Selected excerpt:
<<<<

Oh, it’s a scary world out there! Around a campfire in a dark forest, late at night, we researchers shock each other by telling stories about what happens when statistics run amok. Let’s ensure *you* don’t fall prey to some treacherous errors.

Measurement is imprecise, so we use statistical testing to tell us how likely it is that two numbers are really different from each other. We use stats to answer questions like these:

- Is my product really better than my competitor’s, or not?
- Is my reformulated product as good as my current product, or not?

Here’s an explanation of two types of “error” that impact marketing research, in layman’s terms. Warning to statisticians: please look away now, otherwise you may be appalled, since I am not using our professional, precise jargon or covering all the relevant concepts.

- Type 1 error: Saying products are different when really, they are not.
- Type 2 error: Saying products are
*not*different, when really they*are*different

** **** Type 1 error, saying 2 products are different when they are really not**. The most common type of stat testing you’ll see is done to avoid this error. When we look at the means of a Liking scale and say Our Product is significantly better than Competitor’s Product, we want to be pretty sure it really really is.

Let’s say the statistical criterion we use is 90%, and the mean Liking score for Our Product is significantly higher than the mean Liking score for Competitor’s Product. The 90% means there’s about a 1 in 10 chance we’ve committed a Type 1 error: these 2 numbers aren’t really different after all, Our Product is no better than Competitor’s Product.

If we use the 95% criterion, and the stat test says the numbers are different, then we are pretty sure we truly did beat the Competition – hooray! At 95%, there is only about 1 in 20 chance that the 2 products aren’t really different on Liking.

This is the most common stat testing because usually we are sleuthing to find the good stuff. We are exploring to see which of x items (concepts, products, etc.) stand out, are especially strong. So we want to be sure not to make a Type 1 error.

** Type 2 error, saying products aren’t different, when they are different. ** This comes into play when we have a product reformulation, perhaps to reduce product costs, or because an ingredient or manufacturing process has to change. We are hoping that the new formula is just as good as the current one; we are trying to mimic the current product. We want the 2 products to be “at parity”, or

*not*significantly different from each other. The relevant risk here is Type 2: concluding that the 2 formulas are the same, when really they are not, and new is really worse than current.

>>>>

Set exercise A: Translate this sentence from the piece on statistical errors in marketing research into Spanish: "Measurement is imprecise, so we use statistical testing to tell us how likely it is that two numbers are really different from each other."
Set exercise B: Write the next few paragraphs of the piece on statistical errors in marketing research, picking up after its final sentence about the Type 2 risk in a reformulation.

Listing:
<<<<

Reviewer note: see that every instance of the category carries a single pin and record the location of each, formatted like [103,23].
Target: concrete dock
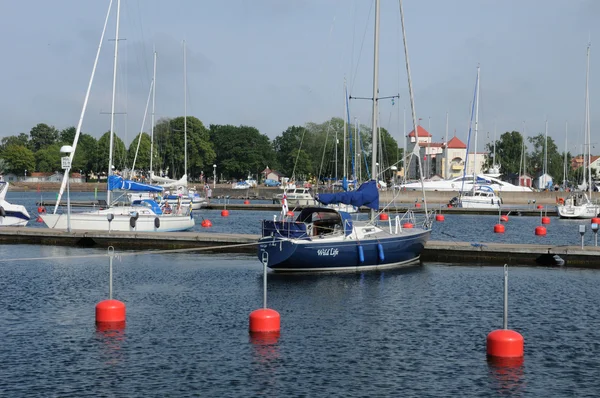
[440,251]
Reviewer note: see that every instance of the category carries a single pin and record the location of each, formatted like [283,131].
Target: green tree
[508,152]
[20,158]
[240,150]
[169,135]
[142,162]
[21,139]
[119,153]
[47,159]
[43,136]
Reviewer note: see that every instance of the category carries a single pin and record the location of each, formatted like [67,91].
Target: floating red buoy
[540,231]
[265,320]
[505,343]
[112,311]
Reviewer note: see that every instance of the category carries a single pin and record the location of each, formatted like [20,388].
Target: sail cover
[118,183]
[366,195]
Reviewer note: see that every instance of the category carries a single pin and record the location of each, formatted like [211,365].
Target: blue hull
[321,255]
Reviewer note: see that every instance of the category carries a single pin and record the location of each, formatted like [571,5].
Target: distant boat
[11,215]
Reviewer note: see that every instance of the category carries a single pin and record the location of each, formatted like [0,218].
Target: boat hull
[296,255]
[121,222]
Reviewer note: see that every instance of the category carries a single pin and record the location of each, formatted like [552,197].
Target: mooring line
[129,254]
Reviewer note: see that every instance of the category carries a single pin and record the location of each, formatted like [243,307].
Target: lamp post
[66,165]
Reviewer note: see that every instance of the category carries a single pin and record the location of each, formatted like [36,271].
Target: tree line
[303,152]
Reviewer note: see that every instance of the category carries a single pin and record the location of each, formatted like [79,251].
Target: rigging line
[353,76]
[130,254]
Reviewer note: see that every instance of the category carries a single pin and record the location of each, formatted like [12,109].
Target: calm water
[418,332]
[456,227]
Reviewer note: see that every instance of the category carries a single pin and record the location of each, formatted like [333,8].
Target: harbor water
[415,332]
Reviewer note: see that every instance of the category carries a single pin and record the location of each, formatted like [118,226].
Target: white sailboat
[143,215]
[578,204]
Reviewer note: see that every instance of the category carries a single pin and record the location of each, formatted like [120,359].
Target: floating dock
[440,251]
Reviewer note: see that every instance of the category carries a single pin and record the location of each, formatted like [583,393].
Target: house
[269,174]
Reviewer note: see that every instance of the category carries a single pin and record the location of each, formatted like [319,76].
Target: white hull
[586,211]
[122,221]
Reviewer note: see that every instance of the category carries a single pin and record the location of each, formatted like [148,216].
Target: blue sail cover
[118,183]
[366,195]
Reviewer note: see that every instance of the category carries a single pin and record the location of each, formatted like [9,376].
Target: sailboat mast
[153,102]
[476,127]
[587,120]
[184,111]
[63,184]
[344,164]
[412,102]
[375,90]
[446,160]
[112,107]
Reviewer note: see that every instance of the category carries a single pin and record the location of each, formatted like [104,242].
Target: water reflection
[506,375]
[111,336]
[265,346]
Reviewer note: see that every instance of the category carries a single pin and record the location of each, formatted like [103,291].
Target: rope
[142,253]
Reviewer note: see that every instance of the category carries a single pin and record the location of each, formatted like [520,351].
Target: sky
[272,64]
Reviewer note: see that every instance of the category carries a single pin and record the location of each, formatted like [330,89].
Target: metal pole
[505,320]
[68,201]
[111,254]
[265,260]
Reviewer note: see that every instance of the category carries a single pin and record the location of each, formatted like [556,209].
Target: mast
[587,120]
[184,111]
[63,185]
[545,170]
[375,89]
[112,107]
[446,160]
[565,157]
[476,127]
[412,102]
[153,103]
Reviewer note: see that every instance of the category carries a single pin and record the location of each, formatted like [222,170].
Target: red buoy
[265,320]
[112,311]
[540,231]
[505,343]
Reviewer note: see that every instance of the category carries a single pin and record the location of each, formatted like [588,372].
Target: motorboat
[466,183]
[11,215]
[480,197]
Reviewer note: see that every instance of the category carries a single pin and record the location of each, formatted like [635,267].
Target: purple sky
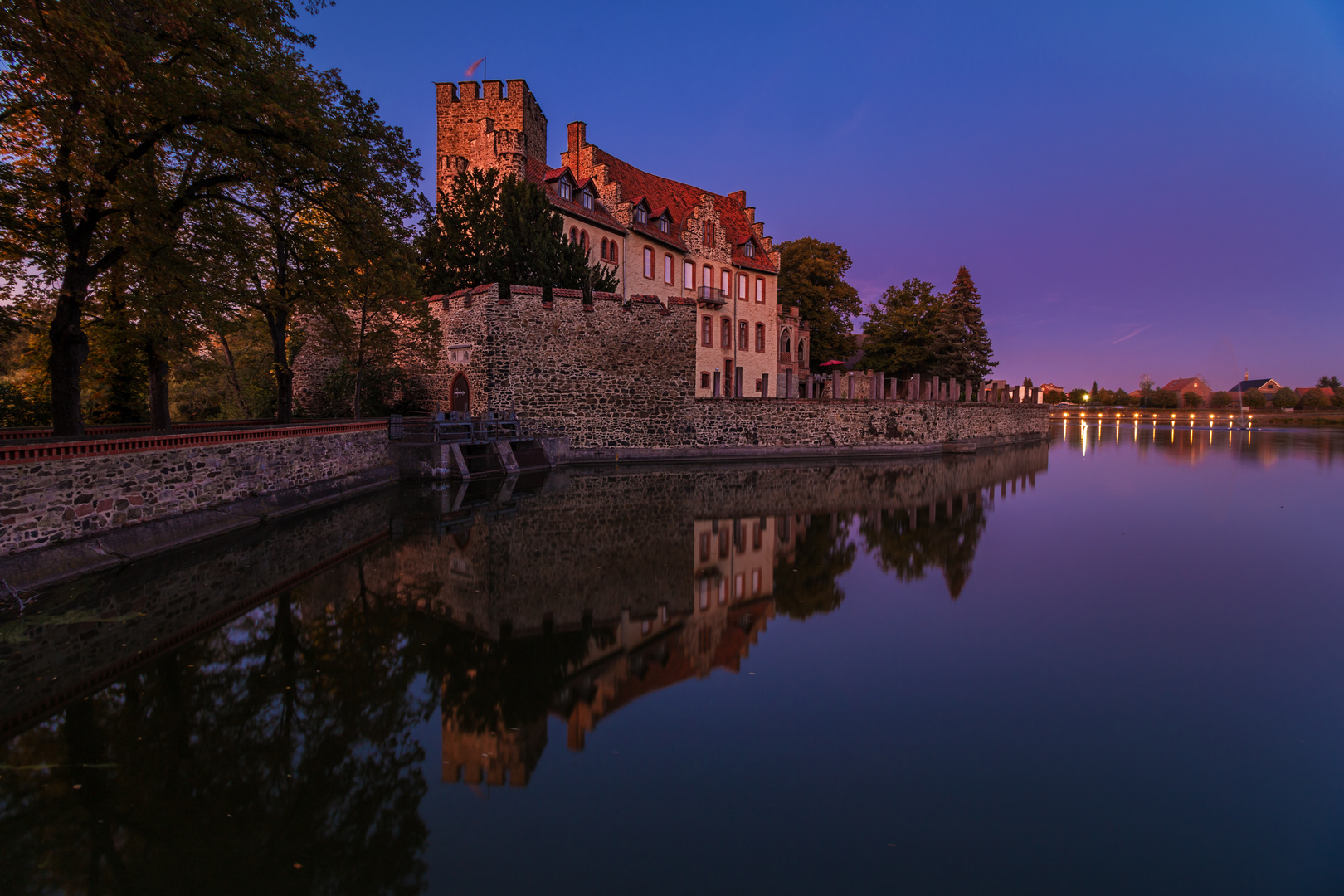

>>>>

Exercise result A: La medición es imprecisa, por lo que usamos pruebas estadísticas para que nos indiquen qué tan probable es que dos números sean realmente diferentes entre sí.

Exercise result B:
Avoid Type 2 error risk by lowering your criterion for statistical significance. Common practice is to set it at 80%. If the score for the new product is lower than the score for the current product, and the difference is significant at the 80% confidence level, you’ll conclude that the new formula isn’t as good as current. You’ve got a 1 in 5 chance of being wrong: you said the product scores are different and they are not. But in this case, it is important not to go ahead with a potentially inferior reformulation.

It would be easy (and wrong) to set an Action Standard that new has to be *not* significantly different from current at the 95% confidence level. You’ve stacked the deck in favor of saying new = current (when maybe it is not). Want to really stack the deck? Set your criterion at 99%. Or cut the sample size way down, or do both. Now you’ve got to have a really big difference between the two numbers in order for the stats test to say, “these numbers are statistically significantly different from each other”. Voila! You conclude the reformulation is just as good as the current product, and off you go to disaster. So, so sad.

Type 2 error is a hard concept to grasp, and communicate, so here is a path I’ve seen some companies take for testing reformulations.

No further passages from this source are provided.